Stored data entries:
--- START ---
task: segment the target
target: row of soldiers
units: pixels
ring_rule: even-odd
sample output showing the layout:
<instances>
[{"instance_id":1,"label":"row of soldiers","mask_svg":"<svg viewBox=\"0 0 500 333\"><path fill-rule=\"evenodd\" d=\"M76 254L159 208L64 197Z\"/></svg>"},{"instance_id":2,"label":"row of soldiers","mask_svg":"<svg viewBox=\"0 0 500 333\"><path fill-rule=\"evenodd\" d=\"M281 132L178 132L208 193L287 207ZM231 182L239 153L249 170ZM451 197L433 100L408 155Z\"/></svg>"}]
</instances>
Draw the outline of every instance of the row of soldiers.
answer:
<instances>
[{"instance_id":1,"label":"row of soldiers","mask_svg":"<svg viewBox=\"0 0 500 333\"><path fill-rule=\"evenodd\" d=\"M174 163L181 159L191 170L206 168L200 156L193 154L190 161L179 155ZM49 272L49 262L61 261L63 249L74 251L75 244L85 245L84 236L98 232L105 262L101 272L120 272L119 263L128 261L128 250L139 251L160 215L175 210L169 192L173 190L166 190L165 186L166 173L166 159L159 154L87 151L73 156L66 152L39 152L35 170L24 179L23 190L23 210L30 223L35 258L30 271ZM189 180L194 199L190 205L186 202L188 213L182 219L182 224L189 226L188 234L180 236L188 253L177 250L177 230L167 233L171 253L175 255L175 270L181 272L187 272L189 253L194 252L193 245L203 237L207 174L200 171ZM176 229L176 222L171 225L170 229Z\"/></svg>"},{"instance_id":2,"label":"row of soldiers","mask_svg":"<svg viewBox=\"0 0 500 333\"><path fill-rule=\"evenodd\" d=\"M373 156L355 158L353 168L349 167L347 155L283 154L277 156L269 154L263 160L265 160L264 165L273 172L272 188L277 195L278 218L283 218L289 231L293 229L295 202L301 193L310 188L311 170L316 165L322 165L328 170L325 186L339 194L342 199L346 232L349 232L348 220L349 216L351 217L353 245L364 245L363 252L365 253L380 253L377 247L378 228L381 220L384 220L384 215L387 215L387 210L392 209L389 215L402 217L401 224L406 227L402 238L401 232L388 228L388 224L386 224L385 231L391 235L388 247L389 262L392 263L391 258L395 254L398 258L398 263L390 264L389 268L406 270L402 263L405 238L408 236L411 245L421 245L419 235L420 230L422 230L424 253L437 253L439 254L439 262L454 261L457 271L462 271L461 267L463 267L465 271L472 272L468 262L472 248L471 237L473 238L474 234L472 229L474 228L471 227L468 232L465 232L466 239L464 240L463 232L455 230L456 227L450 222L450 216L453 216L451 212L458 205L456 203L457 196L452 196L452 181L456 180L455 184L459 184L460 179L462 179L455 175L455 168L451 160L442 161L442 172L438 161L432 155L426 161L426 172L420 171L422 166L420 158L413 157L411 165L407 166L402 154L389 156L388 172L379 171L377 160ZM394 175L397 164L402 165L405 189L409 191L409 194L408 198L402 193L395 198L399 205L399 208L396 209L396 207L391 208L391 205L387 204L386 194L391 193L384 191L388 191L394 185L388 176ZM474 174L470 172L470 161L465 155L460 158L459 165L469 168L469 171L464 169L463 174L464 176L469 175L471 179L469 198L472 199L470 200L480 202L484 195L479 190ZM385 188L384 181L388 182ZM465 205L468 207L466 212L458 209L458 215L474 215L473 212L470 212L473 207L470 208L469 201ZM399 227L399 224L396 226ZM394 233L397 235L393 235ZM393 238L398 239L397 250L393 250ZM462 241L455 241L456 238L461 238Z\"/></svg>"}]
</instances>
--- END ---
> _TASK DIRECTIONS_:
Some lines of the data may hold the word "target". Say how many do, with nothing else.

> _SOLUTION BELOW_:
2